● Provided passage
────────
Factors in Part B's future
More Medicare spending would cause the program to outpace economic growth, according to an additional analysis in the report prepared by the Centers for Medicare & Medicaid Services Office of the Actuary.
Outpatient spending alone grew 6.7% to $240.5 billion and represented more than 1.5% of gross domestic product in 2012. Part B will approach 2.5% of GDP by 2030 under an alternative scenario that assumes Congress will block the SGR cuts and give physicians modest pay raises.
The trustees projected a growth in surpluses for Part B — funded by tax revenues and beneficiary premiums — from 2014 to 2020, as key ACA provisions are implemented and lower pay updates are compounded. However, these surpluses would not materialize in the likely event Congress keeps overriding the SGR, they said.
The trustees report gave a snapshot of how the Medicare Independent Payment Advisory Board would affect program finances under current law. The board, authorized by the ACA to control program costs, is expected to become active by the end of the decade and in subsequent years.
DID YOU KNOW:
Medicare spending per patient grew only 1.7% from 2010 to 2012.
The IPAB is required to propose Medicare reductions when projected spending outpaces growth targets established by the ACA, proposals that could include cuts to physician pay. Under current assumptions, the cost-control board would be triggered for action in 2019, 2023, and then every two years until at least 2035, the CMS actuary office stated.
Organized medicine groups and many lawmakers oppose the 15-member IPAB because it would wield great authority over Medicare and have its proposals expedited through Congress. No one has been appointed to the IPAB, but if the board remains inactive or fails to reach consensus on cuts, its powers would fall to the Health and Human Services secretary.
Some movement on SGR reform
Despite the slow Medicare growth outlined in the trustees report, now is not a time to be complacent, said economist Douglas Holtz-Eakin, PhD, at a Washington forum after its release. He is president of the conservative think tank American Action Forum and a former CBO director. The U.S. health system has experienced periods of slow growth before, most recently from 1994 to 1999, which were followed by stretches of much higher spending, he said.
────────
● Records
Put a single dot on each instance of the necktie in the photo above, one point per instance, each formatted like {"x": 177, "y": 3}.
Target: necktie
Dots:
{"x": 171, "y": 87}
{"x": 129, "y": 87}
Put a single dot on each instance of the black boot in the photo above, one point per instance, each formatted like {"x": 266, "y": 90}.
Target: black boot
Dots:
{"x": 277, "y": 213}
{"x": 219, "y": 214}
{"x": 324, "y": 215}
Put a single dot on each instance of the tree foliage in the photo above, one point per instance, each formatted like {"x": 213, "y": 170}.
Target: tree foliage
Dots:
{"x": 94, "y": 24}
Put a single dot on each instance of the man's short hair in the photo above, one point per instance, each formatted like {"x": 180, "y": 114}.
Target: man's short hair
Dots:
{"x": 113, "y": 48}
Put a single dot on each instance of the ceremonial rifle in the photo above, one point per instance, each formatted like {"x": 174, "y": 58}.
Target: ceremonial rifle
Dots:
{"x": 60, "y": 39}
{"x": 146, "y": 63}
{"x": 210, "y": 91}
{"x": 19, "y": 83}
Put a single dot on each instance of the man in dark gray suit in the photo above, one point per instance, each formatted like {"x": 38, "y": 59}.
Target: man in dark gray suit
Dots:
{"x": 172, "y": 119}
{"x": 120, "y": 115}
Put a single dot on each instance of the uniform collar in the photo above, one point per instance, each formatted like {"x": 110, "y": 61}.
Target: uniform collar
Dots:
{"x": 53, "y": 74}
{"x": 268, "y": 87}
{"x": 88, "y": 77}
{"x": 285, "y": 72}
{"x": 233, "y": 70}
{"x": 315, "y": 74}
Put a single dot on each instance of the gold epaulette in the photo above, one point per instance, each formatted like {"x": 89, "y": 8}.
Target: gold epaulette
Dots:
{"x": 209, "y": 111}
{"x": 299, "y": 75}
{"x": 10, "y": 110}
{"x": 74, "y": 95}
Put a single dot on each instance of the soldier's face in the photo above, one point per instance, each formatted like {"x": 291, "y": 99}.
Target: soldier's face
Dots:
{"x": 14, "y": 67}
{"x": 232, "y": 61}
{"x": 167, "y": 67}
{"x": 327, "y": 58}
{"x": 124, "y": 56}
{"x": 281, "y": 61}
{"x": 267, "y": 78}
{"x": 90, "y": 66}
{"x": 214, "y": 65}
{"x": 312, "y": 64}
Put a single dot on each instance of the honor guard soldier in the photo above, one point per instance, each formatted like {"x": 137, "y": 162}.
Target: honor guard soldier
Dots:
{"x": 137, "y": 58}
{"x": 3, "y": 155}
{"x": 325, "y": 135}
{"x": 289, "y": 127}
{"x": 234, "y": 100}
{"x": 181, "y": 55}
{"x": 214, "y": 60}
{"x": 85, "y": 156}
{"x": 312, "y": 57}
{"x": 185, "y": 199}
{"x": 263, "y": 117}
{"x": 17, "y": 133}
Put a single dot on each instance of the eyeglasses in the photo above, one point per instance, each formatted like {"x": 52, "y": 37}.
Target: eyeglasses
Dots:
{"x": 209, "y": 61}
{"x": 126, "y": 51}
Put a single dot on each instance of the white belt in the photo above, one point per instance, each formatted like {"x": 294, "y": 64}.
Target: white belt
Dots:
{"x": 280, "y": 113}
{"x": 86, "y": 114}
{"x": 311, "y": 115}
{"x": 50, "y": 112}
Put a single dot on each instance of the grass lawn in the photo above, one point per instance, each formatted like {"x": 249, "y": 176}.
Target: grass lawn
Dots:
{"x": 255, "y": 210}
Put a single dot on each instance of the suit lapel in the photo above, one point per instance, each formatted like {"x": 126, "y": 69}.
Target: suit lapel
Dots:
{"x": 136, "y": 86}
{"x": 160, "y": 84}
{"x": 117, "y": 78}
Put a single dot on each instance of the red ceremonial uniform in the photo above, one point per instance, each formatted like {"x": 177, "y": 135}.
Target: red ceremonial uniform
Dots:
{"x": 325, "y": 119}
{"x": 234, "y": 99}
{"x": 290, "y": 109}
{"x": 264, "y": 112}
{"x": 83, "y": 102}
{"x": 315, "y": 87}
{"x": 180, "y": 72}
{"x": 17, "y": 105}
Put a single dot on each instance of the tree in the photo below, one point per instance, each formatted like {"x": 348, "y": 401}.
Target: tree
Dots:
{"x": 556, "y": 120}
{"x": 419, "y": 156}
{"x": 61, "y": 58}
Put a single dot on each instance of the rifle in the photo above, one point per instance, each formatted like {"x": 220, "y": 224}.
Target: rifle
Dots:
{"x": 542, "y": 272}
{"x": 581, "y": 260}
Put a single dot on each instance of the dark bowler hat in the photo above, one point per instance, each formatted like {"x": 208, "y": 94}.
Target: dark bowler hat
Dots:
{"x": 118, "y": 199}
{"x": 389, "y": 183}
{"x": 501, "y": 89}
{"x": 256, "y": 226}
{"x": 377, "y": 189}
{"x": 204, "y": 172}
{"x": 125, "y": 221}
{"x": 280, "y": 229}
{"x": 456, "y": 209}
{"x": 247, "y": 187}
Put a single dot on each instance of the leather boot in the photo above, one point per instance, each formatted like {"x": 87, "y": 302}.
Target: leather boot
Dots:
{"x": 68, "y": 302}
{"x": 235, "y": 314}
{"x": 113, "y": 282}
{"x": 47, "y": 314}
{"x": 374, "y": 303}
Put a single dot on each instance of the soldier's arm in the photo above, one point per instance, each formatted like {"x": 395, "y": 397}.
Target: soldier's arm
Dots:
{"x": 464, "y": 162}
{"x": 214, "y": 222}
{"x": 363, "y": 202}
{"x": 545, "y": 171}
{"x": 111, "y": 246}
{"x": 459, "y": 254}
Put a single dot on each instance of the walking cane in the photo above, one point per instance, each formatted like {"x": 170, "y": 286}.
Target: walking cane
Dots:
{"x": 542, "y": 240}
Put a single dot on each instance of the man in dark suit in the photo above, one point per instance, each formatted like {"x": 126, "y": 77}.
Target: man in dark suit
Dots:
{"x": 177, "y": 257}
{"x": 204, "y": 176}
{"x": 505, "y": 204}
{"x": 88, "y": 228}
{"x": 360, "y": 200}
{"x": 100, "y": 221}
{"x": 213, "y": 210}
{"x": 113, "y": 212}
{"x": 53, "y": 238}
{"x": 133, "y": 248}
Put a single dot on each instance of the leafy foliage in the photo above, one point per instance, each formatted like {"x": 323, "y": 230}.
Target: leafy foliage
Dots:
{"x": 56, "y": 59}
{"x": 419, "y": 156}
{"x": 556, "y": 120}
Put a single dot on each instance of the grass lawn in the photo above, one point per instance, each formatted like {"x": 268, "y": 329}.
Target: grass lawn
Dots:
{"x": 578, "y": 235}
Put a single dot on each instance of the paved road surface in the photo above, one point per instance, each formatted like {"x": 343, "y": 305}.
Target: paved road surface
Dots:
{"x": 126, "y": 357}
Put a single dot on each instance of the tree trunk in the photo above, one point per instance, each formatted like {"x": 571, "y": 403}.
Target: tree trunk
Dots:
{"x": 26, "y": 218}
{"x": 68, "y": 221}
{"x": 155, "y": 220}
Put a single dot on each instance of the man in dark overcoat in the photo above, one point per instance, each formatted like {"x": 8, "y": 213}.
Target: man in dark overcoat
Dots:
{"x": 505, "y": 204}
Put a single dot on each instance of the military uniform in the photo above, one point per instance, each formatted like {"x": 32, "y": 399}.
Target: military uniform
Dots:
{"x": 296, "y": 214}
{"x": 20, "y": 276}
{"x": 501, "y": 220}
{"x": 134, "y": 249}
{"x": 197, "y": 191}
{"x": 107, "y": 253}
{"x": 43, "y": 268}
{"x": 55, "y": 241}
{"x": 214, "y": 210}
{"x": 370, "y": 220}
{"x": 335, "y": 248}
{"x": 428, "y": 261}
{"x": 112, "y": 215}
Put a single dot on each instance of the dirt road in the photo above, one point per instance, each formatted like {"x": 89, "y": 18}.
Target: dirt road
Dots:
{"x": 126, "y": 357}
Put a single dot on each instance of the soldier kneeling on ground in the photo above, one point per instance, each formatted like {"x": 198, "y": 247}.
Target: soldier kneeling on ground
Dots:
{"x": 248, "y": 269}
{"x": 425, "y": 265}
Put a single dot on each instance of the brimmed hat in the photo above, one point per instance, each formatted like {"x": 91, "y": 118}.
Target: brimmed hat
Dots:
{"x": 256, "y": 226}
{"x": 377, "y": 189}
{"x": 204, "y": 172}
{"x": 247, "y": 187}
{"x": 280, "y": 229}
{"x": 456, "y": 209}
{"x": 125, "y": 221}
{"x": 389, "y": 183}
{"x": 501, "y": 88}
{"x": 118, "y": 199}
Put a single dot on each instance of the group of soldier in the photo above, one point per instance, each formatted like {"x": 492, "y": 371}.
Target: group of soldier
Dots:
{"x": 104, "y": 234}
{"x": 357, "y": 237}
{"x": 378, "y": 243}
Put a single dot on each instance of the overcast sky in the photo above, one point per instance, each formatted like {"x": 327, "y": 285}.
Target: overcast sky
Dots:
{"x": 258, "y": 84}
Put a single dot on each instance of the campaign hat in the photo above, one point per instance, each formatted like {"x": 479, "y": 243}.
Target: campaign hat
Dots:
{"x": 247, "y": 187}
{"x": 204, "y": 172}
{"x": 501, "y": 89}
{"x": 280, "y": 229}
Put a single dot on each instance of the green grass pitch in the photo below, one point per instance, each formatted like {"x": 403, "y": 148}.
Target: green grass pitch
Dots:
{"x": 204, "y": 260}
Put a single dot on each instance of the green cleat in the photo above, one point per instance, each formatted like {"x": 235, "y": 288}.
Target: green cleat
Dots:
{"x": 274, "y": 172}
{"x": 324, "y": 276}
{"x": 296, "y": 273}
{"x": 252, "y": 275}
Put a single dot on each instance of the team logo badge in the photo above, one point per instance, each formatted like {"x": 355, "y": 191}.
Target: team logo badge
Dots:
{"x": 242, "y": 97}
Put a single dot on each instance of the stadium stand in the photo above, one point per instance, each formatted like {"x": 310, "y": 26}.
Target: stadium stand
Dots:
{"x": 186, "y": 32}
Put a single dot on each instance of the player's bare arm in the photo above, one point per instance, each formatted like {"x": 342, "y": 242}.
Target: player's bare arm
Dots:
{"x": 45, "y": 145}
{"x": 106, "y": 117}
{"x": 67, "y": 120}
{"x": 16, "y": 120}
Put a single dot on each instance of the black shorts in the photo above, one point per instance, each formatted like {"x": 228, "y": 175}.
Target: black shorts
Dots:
────────
● Things to do
1. In the Medicare excerpt, by what percentage did outpatient spending grow, and what total did it reach?
2. Please restate word for word the part of the Medicare excerpt starting with "The trustees projected" and going on through "SGR, they said.".
3. Which percentage figures appear in the Medicare excerpt? Give every one.
The listing isn't needed for any of this work.

● Answers by item number
1. It grew 6.7%, to $240.5 billion.

2.
The trustees projected a growth in surpluses for Part B — funded by tax revenues and beneficiary premiums — from 2014 to 2020, as key ACA provisions are implemented and lower pay updates are compounded. However, these surpluses would not materialize in the likely event Congress keeps overriding the SGR, they said.

3. 6.7%, 1.5%, 2.5%, 1.7%